DATA FOR THIS EXERCISE -
● ● ● ●
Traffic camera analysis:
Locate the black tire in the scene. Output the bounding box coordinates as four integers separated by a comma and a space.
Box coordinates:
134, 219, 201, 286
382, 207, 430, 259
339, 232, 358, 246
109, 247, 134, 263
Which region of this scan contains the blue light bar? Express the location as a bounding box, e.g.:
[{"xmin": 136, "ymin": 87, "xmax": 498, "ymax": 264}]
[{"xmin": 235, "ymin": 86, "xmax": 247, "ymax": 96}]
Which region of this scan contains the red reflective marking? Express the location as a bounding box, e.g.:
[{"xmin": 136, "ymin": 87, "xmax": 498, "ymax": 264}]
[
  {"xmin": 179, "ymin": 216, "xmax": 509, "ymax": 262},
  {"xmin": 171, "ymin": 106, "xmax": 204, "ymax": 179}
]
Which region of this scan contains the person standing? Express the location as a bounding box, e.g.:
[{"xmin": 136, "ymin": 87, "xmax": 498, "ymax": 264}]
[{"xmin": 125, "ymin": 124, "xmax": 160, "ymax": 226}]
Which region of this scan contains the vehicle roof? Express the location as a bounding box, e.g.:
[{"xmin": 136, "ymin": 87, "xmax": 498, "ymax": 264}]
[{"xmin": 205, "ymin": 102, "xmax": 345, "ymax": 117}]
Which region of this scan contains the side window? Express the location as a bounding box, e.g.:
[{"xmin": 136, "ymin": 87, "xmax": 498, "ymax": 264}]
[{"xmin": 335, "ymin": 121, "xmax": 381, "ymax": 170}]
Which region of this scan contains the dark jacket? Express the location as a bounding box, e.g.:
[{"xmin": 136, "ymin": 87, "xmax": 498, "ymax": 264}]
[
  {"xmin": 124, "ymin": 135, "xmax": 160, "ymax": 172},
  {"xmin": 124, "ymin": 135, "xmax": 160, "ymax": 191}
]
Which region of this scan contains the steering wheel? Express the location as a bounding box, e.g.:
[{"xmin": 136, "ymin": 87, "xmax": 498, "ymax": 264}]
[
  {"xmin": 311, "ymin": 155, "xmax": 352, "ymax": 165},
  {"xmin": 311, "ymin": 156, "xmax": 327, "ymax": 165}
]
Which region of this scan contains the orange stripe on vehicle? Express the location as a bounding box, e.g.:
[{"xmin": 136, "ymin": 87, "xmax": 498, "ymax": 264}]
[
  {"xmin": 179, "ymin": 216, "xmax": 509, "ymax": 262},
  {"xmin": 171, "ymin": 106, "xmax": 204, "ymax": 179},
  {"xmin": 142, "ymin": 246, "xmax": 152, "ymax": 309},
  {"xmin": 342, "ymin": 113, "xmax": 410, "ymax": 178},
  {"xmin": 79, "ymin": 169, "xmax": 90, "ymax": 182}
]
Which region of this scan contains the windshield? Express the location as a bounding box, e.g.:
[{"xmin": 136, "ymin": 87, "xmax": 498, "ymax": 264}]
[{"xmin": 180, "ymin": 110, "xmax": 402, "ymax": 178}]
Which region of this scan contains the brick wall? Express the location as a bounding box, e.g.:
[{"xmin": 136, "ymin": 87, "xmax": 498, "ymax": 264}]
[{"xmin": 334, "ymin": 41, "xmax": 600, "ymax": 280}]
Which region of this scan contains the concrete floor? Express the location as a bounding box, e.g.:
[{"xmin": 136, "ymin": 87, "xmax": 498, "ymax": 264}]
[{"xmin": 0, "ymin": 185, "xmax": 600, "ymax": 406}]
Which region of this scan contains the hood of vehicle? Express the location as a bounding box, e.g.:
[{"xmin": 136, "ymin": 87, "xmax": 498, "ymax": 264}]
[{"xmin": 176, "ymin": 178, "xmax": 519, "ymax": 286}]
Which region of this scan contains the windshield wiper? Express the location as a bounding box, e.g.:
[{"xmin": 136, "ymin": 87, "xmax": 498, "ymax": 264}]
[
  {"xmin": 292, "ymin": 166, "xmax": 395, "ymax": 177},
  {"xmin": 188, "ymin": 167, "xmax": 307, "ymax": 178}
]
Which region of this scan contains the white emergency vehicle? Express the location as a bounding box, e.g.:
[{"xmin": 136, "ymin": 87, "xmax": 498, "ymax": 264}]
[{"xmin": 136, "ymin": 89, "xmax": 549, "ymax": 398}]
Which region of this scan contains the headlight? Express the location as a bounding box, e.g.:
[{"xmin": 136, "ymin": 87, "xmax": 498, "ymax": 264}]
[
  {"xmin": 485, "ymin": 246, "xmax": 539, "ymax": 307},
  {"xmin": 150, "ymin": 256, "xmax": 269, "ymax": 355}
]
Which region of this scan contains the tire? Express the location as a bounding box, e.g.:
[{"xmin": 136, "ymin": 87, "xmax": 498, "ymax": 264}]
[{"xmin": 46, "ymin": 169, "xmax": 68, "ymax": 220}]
● ● ● ●
YOUR TASK - Starting from the line containing "Which region of this scan contains the windshield?", repeat each line through the end of the entries, exactly.

THE COMPLETED TASK -
Which region of this scan contains the windshield? Express the location as a bounding box, e.g.:
[{"xmin": 136, "ymin": 87, "xmax": 498, "ymax": 264}]
[{"xmin": 180, "ymin": 110, "xmax": 402, "ymax": 178}]
Which region of this scan contains the brick wall? Express the location as a bounding box, e.g.:
[{"xmin": 136, "ymin": 87, "xmax": 498, "ymax": 264}]
[{"xmin": 334, "ymin": 41, "xmax": 600, "ymax": 280}]
Which region of this scan contains the concrete floor? Express the location as a bounding box, e.g.:
[{"xmin": 136, "ymin": 87, "xmax": 498, "ymax": 264}]
[{"xmin": 0, "ymin": 185, "xmax": 600, "ymax": 406}]
Which region of this scan contains the hood of vehicle? Express the location as a bounding box, e.g.:
[{"xmin": 136, "ymin": 87, "xmax": 498, "ymax": 264}]
[{"xmin": 176, "ymin": 178, "xmax": 519, "ymax": 286}]
Which region of this scan contains the windshield wiper? Express the location as a bounding box, e.g.:
[{"xmin": 136, "ymin": 87, "xmax": 498, "ymax": 264}]
[
  {"xmin": 292, "ymin": 166, "xmax": 395, "ymax": 177},
  {"xmin": 188, "ymin": 167, "xmax": 307, "ymax": 178}
]
Which region of this scan contains the white emergency vehicle? Express the location as a bounding box, e.g.:
[{"xmin": 136, "ymin": 87, "xmax": 498, "ymax": 264}]
[{"xmin": 136, "ymin": 89, "xmax": 549, "ymax": 398}]
Which region of this scan contains the headlight? Express the location as a bounding box, e.g.:
[{"xmin": 136, "ymin": 87, "xmax": 498, "ymax": 264}]
[
  {"xmin": 485, "ymin": 246, "xmax": 539, "ymax": 307},
  {"xmin": 150, "ymin": 256, "xmax": 269, "ymax": 355}
]
Which region of this scan contains the tire? Express the location as a bounding box, e.g.:
[{"xmin": 136, "ymin": 87, "xmax": 498, "ymax": 264}]
[{"xmin": 46, "ymin": 169, "xmax": 68, "ymax": 220}]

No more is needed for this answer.